> _Given instruction 1_:
According to the book review column, how many rules does the second edition of Effective C++ contain?
> _Given instruction 2_:
Summarize the book review column in two sentences.
> _Given instruction 3_:
Repeat word for word the portion of the book review column starting with "Review by Gregory" and going on through "four months ago.".

> _Selected passage_:
————

Review by Gregory V. Wilson
Copyright © Dr. Dobb's Journal, August, 1998

One sign of how much the Web has already changed our lives is that I'm reluctant to start this month's reviews by saying, "Christmas is a lousy time to try to do any serious reading," because Christmas will be just a fading, calorie-rich, memory by the time this column is published. If I hadn't procrastinated for most of January, you could theoretically have been reading this column on-line three or four months ago.

It's therefore a bit embarrassing to admit how little I know about how the Web actually works. I can stitch together terms like "name server" and "hypertext transfer protocol" as glibly as anyone when I'm sober, but when asked, "Yes, but how does it actually work?" I'm often at a loss. A companion to Ron White's earlier How Computers Work, Preson Gralla's richly illustrated book, How the Internet Works, covers everything from packetization and file compression to cookies and electronic cash. Each topic gets a two-page spread, in which crisp, clear paragraphs of text explain the equally crisp, and equally clear, illustrations. While How Computers Work wouldn't make much sense to someone who wasn't already very familiar with computer technology (hexadecimal notation is used on page 10 without any explanation), How the Internet Works ought to be comprehensible to anyone who feels comfortable using a browser and e-mail. Its only shortcoming is its lack of a glossary, but its readability more than makes up for that.

The second edition of Scott Meyers' Effective C++ is equally well written, but you have to know a fair bit about C++ to appreciate that. As with the first edition, the book's aim is not to teach the language, but to explain how it ought and ought not to be used. The book's 50 rules are divided into seven sections, with titles like "Memory Management" and "Constructors, Destructors, and Assignment Operators." Some of the rules cover things that the language ought to take care of, but doesn't, like making sure that arrays are deleted correctly. Others describe ways of avoiding commonly encountered problems, such as making destructors virtual, checking for self-assignment, and returning objects rather than references. While some of the rules (such as "strive for class interfaces that are complete and minimal") sound a bit nebulous, Meyers backs up all of them with engaging, informative discussion, and plenty of small examples. The first edition of this book taught me a lot about how to use C++; to my surprise, I learned a fair bit more from this new edition, and think it should be on the shelf of every serious C++ programmer.

Software as Capital, by Howard Baetjer, Jr., is about the same size as Effective C++, and is also well written (although the typesetting could have used some work--the book is practically marginless). A follower of the "Austrian school" of economics, Baetjer argues that we owe much of our improved standard of living to the way in which capital structures evolve to capture and reify knowledge. For example, he says that:

"...it is is actually the tool itself -- the new software -- that 'learns.' The client never learns what the designer knows of modularity and information hiding; the designer never fully understands the client's management style to which he is tailoring the system; the programmers never learn why the screens must look like *this* instead of *that*. The only place in which all the relevant knowledge truly resides is the software itself."

————

> _Excerpted data_:
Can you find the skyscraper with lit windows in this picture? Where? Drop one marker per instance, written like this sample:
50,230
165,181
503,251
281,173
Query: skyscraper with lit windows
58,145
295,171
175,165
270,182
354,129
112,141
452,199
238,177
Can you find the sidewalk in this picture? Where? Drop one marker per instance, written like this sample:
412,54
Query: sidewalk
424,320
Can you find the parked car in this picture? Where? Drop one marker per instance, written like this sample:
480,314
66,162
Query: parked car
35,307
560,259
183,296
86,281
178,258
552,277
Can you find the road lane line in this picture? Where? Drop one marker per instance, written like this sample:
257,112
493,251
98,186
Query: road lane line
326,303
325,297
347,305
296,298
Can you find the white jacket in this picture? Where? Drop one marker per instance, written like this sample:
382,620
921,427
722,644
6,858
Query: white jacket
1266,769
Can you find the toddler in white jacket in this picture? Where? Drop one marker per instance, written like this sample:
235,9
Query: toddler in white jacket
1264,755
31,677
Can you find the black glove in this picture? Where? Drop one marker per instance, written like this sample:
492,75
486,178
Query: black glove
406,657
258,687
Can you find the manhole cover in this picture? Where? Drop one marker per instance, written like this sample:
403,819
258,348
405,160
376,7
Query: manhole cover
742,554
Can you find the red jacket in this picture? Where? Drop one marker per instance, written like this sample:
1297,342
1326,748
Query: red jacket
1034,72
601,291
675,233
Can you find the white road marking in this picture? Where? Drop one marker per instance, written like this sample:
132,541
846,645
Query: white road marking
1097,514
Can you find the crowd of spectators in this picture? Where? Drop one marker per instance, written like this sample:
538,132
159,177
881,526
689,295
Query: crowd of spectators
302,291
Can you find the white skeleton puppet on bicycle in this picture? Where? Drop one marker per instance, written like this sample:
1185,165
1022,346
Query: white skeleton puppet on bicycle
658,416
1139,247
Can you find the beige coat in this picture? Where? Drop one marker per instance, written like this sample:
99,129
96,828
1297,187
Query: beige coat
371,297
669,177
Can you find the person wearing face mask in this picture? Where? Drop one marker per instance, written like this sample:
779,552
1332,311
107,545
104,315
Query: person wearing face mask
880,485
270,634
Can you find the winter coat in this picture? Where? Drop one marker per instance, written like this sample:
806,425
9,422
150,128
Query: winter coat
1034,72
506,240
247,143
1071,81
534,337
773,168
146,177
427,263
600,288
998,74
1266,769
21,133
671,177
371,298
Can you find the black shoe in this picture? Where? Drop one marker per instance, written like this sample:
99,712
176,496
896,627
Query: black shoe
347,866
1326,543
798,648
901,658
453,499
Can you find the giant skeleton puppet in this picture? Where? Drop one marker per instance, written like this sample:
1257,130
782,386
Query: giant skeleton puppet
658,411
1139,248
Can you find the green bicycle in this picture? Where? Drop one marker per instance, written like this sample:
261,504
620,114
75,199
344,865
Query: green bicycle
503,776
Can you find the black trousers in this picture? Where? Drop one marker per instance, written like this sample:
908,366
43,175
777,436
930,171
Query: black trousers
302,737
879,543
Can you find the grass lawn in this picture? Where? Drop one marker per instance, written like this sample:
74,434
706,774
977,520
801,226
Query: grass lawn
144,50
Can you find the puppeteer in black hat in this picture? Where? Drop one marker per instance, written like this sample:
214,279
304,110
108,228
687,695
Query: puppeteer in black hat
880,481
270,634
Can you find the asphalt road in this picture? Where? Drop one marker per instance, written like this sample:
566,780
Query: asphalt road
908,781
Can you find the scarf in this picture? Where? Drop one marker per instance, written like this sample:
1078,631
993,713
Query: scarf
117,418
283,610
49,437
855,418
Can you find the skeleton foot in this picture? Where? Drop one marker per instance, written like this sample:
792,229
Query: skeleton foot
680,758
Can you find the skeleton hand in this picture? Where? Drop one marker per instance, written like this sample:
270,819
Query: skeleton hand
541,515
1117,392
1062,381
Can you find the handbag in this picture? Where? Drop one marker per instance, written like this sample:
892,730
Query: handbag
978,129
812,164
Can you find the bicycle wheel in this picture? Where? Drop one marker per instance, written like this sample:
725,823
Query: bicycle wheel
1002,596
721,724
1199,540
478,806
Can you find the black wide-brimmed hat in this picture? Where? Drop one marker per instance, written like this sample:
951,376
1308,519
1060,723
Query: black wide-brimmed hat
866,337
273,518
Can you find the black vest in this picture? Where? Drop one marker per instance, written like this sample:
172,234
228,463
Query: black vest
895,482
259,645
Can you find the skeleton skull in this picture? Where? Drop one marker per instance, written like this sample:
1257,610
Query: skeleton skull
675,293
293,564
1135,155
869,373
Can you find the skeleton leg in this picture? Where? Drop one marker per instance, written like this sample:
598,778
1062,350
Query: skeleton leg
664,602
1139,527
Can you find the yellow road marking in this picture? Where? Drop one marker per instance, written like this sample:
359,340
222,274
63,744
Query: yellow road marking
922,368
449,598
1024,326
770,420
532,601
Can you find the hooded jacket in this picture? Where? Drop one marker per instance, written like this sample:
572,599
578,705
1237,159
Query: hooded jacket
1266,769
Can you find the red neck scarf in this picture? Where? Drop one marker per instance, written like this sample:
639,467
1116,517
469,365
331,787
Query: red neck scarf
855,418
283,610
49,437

————

> _Task answer 1_:
It contains 50 rules, divided into seven sections.

> _Task answer 2_:
The column praises How the Internet Works for its clear, richly illustrated two-page spreads, faulting only its lack of a glossary, and recommends the second edition of Scott Meyers' Effective C++ for every serious C++ programmer. It also describes Howard Baetjer, Jr.'s well-written Software as Capital, which argues that much of our improved standard of living comes from the way capital structures evolve to capture and reify knowledge.

> _Task answer 3_:
Review by Gregory V. Wilson
Copyright © Dr. Dobb's Journal, August, 1998

One sign of how much the Web has already changed our lives is that I'm reluctant to start this month's reviews by saying, "Christmas is a lousy time to try to do any serious reading," because Christmas will be just a fading, calorie-rich, memory by the time this column is published. If I hadn't procrastinated for most of January, you could theoretically have been reading this column on-line three or four months ago.